Referring expression grounding data
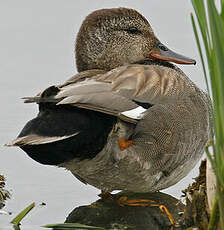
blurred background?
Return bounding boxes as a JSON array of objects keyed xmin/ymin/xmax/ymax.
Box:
[{"xmin": 0, "ymin": 0, "xmax": 206, "ymax": 229}]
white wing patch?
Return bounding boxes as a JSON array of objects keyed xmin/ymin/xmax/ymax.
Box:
[{"xmin": 121, "ymin": 106, "xmax": 146, "ymax": 120}]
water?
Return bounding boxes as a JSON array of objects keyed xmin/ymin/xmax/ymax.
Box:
[{"xmin": 0, "ymin": 1, "xmax": 206, "ymax": 229}]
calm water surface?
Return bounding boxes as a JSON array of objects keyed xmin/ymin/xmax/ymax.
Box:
[{"xmin": 0, "ymin": 1, "xmax": 206, "ymax": 229}]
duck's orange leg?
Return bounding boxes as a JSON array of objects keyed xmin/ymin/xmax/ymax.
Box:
[
  {"xmin": 99, "ymin": 192, "xmax": 176, "ymax": 226},
  {"xmin": 118, "ymin": 196, "xmax": 176, "ymax": 225},
  {"xmin": 118, "ymin": 196, "xmax": 156, "ymax": 207},
  {"xmin": 153, "ymin": 204, "xmax": 176, "ymax": 226}
]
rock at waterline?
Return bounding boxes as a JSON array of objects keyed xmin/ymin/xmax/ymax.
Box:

**Work required**
Each of the records above needs to be transcribed exactly, apart from its pictures.

**Result of this task**
blurred background?
Return bounding boxes as a JSON array of objects keyed xmin/ymin/xmax/ymax.
Box:
[{"xmin": 0, "ymin": 0, "xmax": 206, "ymax": 229}]
white wing patch?
Return bounding boxes as a JSON array of objects keyed xmin/ymin/xmax/ymax.
Box:
[{"xmin": 121, "ymin": 106, "xmax": 146, "ymax": 120}]
water?
Return bounding boxes as a JSON array of objects keyed xmin/ymin/xmax/ymax.
Box:
[{"xmin": 0, "ymin": 1, "xmax": 206, "ymax": 229}]
calm water surface?
Return bounding boxes as a JSON array of objects keyed xmin/ymin/xmax/ymax.
Box:
[{"xmin": 0, "ymin": 1, "xmax": 206, "ymax": 229}]
duck's orange leg?
Return bounding boxes as a JSON array of objects keyed xmin/ymin/xmax/ymax.
Box:
[
  {"xmin": 99, "ymin": 192, "xmax": 176, "ymax": 226},
  {"xmin": 118, "ymin": 196, "xmax": 176, "ymax": 225},
  {"xmin": 118, "ymin": 196, "xmax": 156, "ymax": 207},
  {"xmin": 153, "ymin": 204, "xmax": 176, "ymax": 226}
]
rock at waterline?
Return bounding boxes as a JSON array of objects keyed xmin/ymin/xmax/ymax.
Box:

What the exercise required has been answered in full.